TASK TO COMPLETE
Pictures must not appear in the copy. Restate exactly the lines below from the one with "697, row 61." through the one with "Category: distant shoreline town", inclusive.

Stored data entries
* * * * * * *

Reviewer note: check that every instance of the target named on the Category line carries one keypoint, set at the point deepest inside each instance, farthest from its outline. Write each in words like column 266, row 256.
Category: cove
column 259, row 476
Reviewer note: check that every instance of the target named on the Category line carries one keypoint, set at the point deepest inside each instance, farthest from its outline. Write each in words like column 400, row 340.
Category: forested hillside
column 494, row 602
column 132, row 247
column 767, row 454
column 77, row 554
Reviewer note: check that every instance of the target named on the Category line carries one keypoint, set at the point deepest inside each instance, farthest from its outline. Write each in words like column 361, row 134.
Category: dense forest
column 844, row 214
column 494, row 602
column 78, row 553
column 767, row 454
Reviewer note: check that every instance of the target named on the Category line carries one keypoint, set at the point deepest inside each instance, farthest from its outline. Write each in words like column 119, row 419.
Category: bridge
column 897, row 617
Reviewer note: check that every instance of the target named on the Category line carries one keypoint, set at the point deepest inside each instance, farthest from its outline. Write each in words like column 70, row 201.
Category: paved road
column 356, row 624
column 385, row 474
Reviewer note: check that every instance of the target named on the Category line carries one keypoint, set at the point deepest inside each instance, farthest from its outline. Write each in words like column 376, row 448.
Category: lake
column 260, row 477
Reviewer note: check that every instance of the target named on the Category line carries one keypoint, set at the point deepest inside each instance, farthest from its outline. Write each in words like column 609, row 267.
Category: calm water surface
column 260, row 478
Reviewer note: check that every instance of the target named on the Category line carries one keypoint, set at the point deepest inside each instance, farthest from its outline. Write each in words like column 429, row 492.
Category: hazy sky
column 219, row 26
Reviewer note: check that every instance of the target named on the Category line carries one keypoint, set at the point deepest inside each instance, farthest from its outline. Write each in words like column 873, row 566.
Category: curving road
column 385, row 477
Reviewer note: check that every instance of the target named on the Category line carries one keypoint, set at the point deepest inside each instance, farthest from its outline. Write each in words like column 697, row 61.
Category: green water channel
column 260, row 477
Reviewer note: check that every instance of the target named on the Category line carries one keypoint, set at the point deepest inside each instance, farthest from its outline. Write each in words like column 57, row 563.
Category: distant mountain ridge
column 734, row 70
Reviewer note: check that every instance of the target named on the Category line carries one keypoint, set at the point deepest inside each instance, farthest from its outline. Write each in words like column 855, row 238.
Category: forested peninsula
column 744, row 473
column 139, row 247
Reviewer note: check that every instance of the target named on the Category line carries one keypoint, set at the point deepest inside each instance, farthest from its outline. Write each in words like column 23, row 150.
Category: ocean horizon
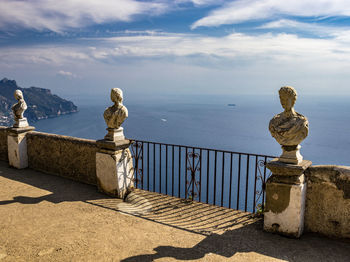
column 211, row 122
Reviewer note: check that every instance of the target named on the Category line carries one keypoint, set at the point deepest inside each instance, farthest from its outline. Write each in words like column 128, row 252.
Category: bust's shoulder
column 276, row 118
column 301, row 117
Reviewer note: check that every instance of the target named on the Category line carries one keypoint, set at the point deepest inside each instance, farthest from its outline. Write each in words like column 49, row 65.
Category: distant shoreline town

* * * * * * *

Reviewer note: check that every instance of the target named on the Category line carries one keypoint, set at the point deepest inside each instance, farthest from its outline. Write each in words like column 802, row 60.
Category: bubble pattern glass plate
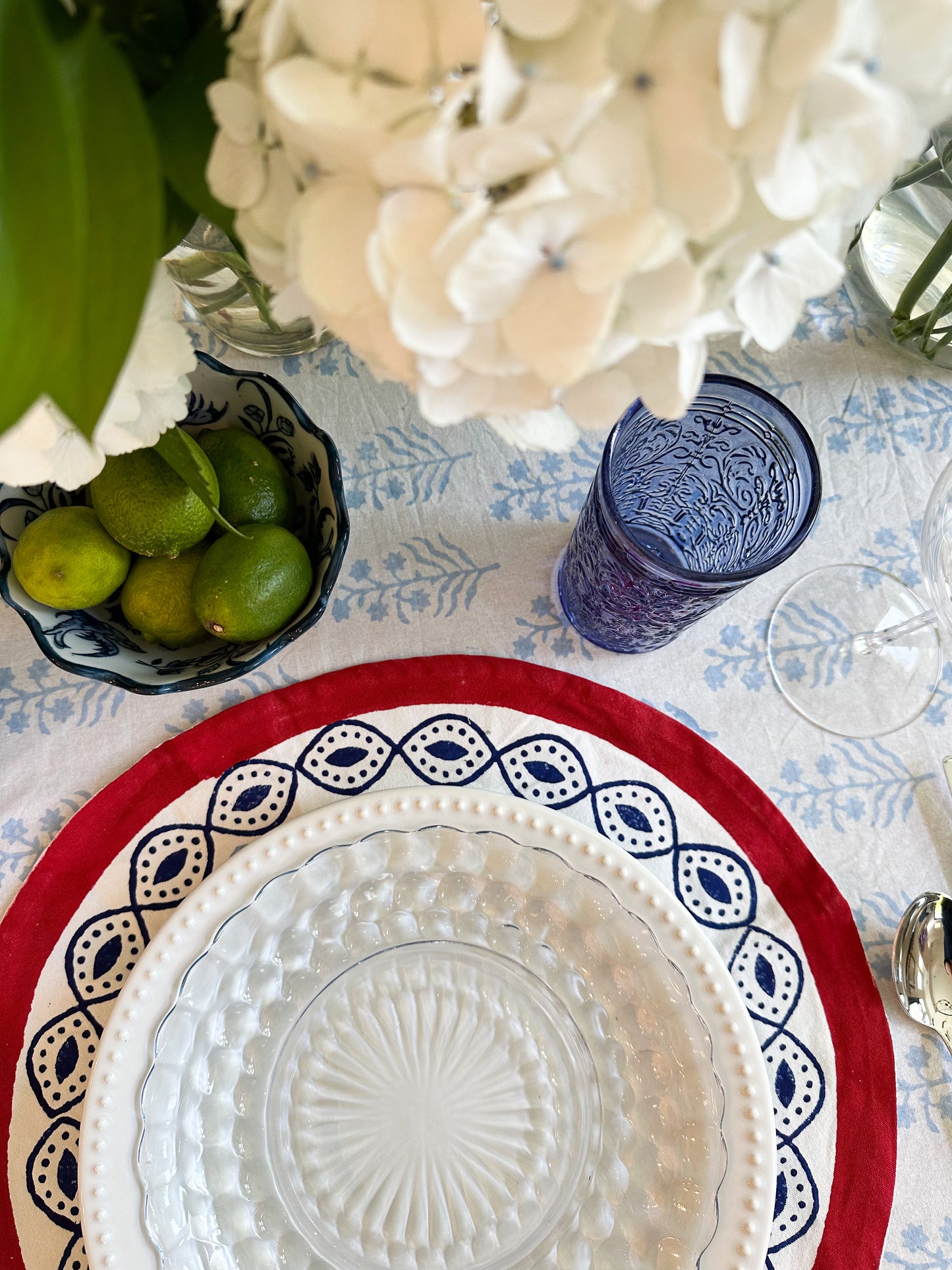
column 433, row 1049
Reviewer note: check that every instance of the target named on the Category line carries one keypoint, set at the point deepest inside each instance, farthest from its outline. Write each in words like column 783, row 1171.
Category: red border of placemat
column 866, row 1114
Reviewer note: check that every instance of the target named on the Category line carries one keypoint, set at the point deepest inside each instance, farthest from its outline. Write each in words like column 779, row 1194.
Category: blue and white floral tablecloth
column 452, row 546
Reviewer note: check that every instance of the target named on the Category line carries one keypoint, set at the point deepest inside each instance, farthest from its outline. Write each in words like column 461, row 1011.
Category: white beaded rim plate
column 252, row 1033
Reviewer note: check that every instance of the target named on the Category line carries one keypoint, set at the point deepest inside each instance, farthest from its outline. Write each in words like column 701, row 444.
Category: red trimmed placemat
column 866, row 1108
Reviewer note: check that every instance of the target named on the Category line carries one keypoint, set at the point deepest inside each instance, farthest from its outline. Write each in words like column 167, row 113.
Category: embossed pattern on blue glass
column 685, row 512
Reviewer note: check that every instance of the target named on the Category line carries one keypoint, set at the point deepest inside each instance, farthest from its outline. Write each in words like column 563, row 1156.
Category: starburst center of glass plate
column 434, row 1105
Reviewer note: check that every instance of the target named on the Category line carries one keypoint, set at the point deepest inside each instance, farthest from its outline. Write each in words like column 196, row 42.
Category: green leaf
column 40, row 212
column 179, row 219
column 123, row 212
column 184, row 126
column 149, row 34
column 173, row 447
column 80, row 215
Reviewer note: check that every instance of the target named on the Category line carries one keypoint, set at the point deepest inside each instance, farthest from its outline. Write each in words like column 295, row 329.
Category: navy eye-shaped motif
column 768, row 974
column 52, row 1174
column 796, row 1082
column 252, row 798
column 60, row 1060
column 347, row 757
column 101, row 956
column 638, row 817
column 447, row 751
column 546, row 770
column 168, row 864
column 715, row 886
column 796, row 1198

* * * * * * *

RESULT OF THIS TASK
Reviewer note: check that every instance of the target named on the Category line carries one keypoint, set at the point deepest inside each instance, farthest from its outline. Write each in words like column 697, row 61.
Category: green water channel
column 260, row 477
Reviewer note: check that every instance of the target named on the Category line carries one keypoint, set at the point deepest inside each instance, farthest from its outline. Write each in words like column 57, row 563.
Category: distant mountain ridge
column 734, row 70
Reviewer note: check that every instance of the target named on the Category line carries one keypoint, set at the point deepest inside each instance, farthest from its outline. Write each in words like column 855, row 238.
Category: forested peninsula
column 744, row 473
column 139, row 247
Reviewer note: check that every instance of the target named on the Category line carries one keypoint, set at the point deepest inside each instance, farthest from its outline. Write each in words like column 23, row 150.
Category: ocean horizon
column 211, row 122
Reviewer note: check that every instance of the target named on the Category line carries one keypoint, set at the point deepest inside each instance, farthest from its outline. Write each in words like column 128, row 252.
Category: bust's shoulder
column 276, row 118
column 301, row 117
Reviewer note: check that every instance of the target named on the Category line carries one keypoint, set at the point deepest inside each instance, farthest from its outline. Write each in words like column 49, row 65.
Category: distant shoreline town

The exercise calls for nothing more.